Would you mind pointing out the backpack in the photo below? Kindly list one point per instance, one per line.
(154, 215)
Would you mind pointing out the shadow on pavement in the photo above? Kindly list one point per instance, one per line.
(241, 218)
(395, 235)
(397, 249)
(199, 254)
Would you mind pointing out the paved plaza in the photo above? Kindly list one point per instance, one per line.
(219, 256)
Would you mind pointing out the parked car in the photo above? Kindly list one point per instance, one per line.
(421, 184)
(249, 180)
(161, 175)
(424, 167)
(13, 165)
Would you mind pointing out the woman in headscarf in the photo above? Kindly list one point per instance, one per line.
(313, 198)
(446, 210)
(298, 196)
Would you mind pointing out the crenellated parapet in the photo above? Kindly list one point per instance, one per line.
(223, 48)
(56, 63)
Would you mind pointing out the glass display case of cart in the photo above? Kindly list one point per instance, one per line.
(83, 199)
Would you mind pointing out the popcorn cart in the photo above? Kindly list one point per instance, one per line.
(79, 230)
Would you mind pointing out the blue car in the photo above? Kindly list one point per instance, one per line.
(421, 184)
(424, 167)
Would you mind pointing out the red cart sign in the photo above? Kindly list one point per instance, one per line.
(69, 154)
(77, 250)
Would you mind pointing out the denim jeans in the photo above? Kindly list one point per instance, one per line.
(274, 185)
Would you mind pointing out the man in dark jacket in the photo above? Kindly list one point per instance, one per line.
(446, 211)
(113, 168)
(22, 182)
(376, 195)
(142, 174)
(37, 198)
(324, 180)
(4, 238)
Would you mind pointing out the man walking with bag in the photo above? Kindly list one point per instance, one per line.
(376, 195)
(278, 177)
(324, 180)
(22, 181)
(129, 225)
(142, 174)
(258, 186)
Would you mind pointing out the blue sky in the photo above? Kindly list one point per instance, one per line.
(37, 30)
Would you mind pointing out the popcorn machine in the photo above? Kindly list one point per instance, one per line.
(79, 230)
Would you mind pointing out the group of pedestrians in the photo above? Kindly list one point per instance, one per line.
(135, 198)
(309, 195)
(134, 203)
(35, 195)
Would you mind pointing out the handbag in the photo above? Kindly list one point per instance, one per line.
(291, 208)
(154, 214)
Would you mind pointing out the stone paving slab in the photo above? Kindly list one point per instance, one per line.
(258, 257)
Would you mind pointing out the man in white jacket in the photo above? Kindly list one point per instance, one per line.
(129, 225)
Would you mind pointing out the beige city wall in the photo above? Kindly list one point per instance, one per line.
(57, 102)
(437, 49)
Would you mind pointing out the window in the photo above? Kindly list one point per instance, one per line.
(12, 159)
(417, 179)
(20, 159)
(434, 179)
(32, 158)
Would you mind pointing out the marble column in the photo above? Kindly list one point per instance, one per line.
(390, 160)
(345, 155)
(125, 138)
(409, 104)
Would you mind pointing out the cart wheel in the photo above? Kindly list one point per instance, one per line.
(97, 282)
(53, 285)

▶ **Stated goal**:
Your task is to repeat every entry exactly.

▶ **Exercise output**:
Would you mind pointing out the backpack in the photo below? Kindly list one point per instance, one per line.
(154, 215)
Would you mind pointing out the shadow on pavement in the photo above? Kindly list one point per instance, one per line.
(241, 218)
(395, 235)
(397, 249)
(199, 254)
Would you mind pointing out the paved plaza in the photo above? Kindly list one point per instance, one per line.
(219, 256)
Would you mind pointing out the parked car in the photo above? Kindly list one point per instance, one per line.
(421, 184)
(249, 180)
(161, 175)
(424, 167)
(13, 165)
Would you mind pointing out the woman in headscarf in the photo above? Kindly list one point per instance, one per line.
(313, 198)
(446, 210)
(298, 196)
Would you mind pointing out the crenellated parapet in the photo above? Kindly list one point per instance, one per line.
(223, 48)
(56, 63)
Would you mind pointing out the glass display case of cart in the photo above? Kindly list one point per instance, one per line.
(83, 199)
Would you mind pointing out the popcorn cart in the photo above? Kindly list one point per instance, one per line.
(79, 230)
Would you mind pointing out the blue car in the photo above? Kindly list one point per instance, one per line.
(421, 184)
(424, 167)
Would you mind pointing out the red cart sign in the photo above? Kindly list one point per instance, one per line.
(69, 154)
(77, 250)
Would you mind pointing out the denim jeans in the photo above? Kindly list one point per instance, one per line.
(274, 185)
Would you mind pointing out the man in dark jacket in the photo above? Kindly list one point per instance, one per line.
(446, 211)
(113, 168)
(22, 182)
(376, 195)
(142, 174)
(37, 198)
(324, 180)
(4, 238)
Would you mind pointing out the man walking with bag in the photo above? Kindly list one point per instance, one per line.
(376, 195)
(278, 177)
(324, 180)
(22, 181)
(129, 225)
(142, 174)
(258, 186)
Would you mind pointing out the blue sky in the photo above? Kindly list one point per instance, one per line.
(37, 30)
Would you mind pointing out the popcorn machine in the photo above? Kindly list one point per instance, one per line.
(79, 230)
Would you mind pointing out the group of pedestrians in the photo above? Kindly list one point per instance, one per line.
(135, 198)
(309, 195)
(134, 203)
(35, 195)
Would you mind pointing out the handbag in the photo above? Kindly list one point per instance, one per line.
(291, 208)
(154, 214)
Would you mind pointing out the stone paving slab in the photo above? Kindly list one point per instance, one per line.
(258, 257)
Would you mind pointing out the man in white jacket in the photo above? Kindly list one point per instance, one per line.
(129, 225)
Would you mind pointing out the beige city wall in the photo above? Kindly list one point per instance, one per line.
(57, 102)
(437, 49)
Would you mind pointing out the window in the photo above? Kindly list one point per instance, one per line.
(12, 159)
(417, 179)
(20, 159)
(434, 179)
(32, 158)
Would you mind pointing out the marble column in the photo above? Kindly list one point per instance, one per line.
(390, 160)
(345, 155)
(125, 138)
(409, 104)
Would you mind pointing out the cart wheel in the photo above? Kindly list one point per instance, one per line.
(97, 282)
(53, 285)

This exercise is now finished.